● **What you have to do**
Reproduce only the lines of the material below that start at the line containing "Target: dark trousers" and stop at the line containing "Might you point out the dress". Keep both end lines.

● **Data for analysis**
◇ ◇ ◇ ◇

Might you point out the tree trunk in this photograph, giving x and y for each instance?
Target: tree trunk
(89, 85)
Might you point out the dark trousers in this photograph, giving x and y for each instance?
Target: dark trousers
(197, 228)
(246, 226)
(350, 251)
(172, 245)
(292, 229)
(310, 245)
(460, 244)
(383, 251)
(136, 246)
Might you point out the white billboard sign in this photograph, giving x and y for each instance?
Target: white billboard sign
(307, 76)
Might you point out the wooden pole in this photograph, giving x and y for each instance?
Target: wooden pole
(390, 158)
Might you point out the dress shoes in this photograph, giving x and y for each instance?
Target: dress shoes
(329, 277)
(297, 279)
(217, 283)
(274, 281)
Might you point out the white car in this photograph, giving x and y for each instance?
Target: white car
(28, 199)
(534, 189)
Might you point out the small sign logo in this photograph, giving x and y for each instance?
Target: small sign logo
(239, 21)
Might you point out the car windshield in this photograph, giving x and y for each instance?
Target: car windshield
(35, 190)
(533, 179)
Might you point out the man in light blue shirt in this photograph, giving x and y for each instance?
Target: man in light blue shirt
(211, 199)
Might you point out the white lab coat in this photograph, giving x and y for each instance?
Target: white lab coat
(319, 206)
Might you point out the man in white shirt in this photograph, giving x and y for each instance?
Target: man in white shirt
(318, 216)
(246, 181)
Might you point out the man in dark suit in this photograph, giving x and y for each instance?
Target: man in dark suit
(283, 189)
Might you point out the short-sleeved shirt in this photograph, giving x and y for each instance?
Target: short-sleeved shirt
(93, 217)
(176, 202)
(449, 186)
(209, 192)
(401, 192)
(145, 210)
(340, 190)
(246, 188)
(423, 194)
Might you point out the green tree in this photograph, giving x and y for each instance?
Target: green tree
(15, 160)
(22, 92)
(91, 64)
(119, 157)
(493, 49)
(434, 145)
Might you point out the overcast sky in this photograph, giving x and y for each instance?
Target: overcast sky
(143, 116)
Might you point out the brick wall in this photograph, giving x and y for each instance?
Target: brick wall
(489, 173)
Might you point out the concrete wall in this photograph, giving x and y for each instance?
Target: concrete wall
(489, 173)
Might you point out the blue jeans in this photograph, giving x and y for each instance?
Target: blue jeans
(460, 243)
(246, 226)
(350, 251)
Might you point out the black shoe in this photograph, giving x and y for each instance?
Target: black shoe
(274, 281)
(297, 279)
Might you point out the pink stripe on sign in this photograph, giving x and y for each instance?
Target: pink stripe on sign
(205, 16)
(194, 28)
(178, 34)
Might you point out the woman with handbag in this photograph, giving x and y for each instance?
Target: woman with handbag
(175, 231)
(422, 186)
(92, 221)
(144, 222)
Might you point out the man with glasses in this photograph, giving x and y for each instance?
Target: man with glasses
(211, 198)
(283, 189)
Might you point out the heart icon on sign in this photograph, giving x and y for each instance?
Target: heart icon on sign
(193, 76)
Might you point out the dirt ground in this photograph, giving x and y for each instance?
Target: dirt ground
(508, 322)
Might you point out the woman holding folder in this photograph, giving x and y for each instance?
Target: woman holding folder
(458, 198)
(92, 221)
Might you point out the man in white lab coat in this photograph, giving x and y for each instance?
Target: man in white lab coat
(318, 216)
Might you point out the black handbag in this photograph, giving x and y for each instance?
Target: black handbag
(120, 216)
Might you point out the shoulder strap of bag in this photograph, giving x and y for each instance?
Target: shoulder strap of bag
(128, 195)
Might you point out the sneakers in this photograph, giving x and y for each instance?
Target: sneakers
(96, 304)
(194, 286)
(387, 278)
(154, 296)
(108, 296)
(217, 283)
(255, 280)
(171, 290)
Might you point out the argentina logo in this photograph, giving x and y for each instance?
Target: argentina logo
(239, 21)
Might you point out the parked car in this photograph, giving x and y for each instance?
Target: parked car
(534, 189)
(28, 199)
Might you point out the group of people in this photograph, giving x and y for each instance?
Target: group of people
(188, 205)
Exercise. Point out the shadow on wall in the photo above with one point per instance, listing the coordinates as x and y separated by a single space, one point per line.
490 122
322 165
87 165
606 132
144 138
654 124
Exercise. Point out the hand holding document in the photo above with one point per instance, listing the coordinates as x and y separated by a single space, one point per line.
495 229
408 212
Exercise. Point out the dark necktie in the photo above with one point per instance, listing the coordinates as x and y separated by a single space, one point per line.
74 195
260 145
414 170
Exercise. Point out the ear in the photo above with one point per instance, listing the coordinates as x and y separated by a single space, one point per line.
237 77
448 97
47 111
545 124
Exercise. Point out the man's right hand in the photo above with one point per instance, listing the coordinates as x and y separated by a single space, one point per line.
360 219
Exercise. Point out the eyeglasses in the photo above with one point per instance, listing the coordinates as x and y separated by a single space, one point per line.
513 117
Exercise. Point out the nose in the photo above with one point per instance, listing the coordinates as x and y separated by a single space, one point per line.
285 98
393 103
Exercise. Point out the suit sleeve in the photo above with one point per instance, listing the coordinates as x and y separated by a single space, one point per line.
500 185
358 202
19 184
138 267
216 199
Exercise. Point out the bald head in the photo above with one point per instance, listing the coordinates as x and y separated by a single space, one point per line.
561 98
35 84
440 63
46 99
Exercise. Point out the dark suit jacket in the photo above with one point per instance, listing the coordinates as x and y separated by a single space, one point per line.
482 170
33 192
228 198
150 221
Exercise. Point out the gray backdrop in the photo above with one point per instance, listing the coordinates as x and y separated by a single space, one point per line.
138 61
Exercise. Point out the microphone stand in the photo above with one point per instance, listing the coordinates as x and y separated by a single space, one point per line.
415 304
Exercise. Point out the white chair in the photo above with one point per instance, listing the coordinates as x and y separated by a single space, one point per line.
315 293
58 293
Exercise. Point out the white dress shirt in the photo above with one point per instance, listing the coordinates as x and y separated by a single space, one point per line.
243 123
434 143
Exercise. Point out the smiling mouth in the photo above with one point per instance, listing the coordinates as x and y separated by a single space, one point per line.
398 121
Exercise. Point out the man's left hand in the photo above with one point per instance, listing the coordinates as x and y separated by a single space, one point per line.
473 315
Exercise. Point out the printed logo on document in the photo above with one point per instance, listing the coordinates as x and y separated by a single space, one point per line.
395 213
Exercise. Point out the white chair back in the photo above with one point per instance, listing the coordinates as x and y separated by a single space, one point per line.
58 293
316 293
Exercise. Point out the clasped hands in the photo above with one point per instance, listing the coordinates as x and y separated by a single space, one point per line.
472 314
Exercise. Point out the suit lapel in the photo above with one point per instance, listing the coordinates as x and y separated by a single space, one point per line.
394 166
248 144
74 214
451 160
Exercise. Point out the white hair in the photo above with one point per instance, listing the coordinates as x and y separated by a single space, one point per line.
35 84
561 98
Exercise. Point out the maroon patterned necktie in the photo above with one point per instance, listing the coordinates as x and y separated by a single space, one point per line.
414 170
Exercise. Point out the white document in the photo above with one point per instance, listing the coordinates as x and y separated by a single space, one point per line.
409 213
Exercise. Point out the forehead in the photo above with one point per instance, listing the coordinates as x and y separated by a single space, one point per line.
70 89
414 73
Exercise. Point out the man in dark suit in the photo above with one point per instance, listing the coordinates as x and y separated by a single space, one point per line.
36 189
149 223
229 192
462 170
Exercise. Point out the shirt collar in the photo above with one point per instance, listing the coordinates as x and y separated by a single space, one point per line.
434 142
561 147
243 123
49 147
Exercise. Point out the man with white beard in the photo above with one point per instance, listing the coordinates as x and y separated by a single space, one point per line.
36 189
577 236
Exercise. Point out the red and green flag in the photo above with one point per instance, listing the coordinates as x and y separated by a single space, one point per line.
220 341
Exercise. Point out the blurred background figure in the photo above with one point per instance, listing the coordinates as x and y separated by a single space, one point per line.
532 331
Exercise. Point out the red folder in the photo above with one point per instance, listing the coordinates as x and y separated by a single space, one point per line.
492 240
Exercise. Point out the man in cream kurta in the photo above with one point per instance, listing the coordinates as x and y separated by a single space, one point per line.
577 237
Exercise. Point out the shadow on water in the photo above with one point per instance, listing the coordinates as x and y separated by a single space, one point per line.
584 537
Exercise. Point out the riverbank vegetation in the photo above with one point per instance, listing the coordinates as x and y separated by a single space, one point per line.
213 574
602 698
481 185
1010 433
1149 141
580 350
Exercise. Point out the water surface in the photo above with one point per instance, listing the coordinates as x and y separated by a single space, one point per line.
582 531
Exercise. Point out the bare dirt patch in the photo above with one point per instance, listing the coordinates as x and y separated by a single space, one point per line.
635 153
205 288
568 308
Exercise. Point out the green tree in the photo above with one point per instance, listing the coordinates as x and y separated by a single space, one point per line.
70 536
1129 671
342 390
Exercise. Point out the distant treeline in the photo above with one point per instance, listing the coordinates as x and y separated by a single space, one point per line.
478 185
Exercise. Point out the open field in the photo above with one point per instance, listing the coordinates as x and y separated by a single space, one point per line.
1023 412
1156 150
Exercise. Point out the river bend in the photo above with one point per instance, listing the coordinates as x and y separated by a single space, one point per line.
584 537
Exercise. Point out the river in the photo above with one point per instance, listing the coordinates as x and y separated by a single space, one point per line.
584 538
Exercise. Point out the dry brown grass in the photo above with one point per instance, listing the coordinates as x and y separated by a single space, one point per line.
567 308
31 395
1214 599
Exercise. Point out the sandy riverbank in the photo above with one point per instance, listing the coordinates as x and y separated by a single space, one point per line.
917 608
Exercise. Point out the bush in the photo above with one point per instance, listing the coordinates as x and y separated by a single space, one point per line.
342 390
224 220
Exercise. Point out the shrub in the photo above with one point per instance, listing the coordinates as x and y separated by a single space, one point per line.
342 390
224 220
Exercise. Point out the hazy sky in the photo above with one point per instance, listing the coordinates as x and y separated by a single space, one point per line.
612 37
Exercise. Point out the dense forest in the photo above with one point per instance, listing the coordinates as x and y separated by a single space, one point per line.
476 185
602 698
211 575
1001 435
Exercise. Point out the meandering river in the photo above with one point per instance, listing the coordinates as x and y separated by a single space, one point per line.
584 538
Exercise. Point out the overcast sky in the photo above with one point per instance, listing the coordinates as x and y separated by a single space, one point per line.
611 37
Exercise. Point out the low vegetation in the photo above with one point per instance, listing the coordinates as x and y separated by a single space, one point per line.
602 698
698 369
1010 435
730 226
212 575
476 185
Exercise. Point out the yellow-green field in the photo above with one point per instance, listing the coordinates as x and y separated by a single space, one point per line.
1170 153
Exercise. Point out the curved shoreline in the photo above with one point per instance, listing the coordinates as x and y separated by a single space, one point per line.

◇ ◇ ◇ ◇

● **Solution to this exercise**
Target: dark trousers
(197, 228)
(246, 226)
(350, 251)
(172, 245)
(292, 229)
(310, 245)
(460, 244)
(383, 251)
(136, 246)
Might you point out the white billboard sign in this photograph, giving x and y for each instance?
Target: white billboard sign
(307, 76)
Might you point out the wooden pole in this photograph, giving x and y for each instance?
Target: wooden pole
(390, 158)
Might you point out the dress shoes in this photograph, giving x and y for each instance?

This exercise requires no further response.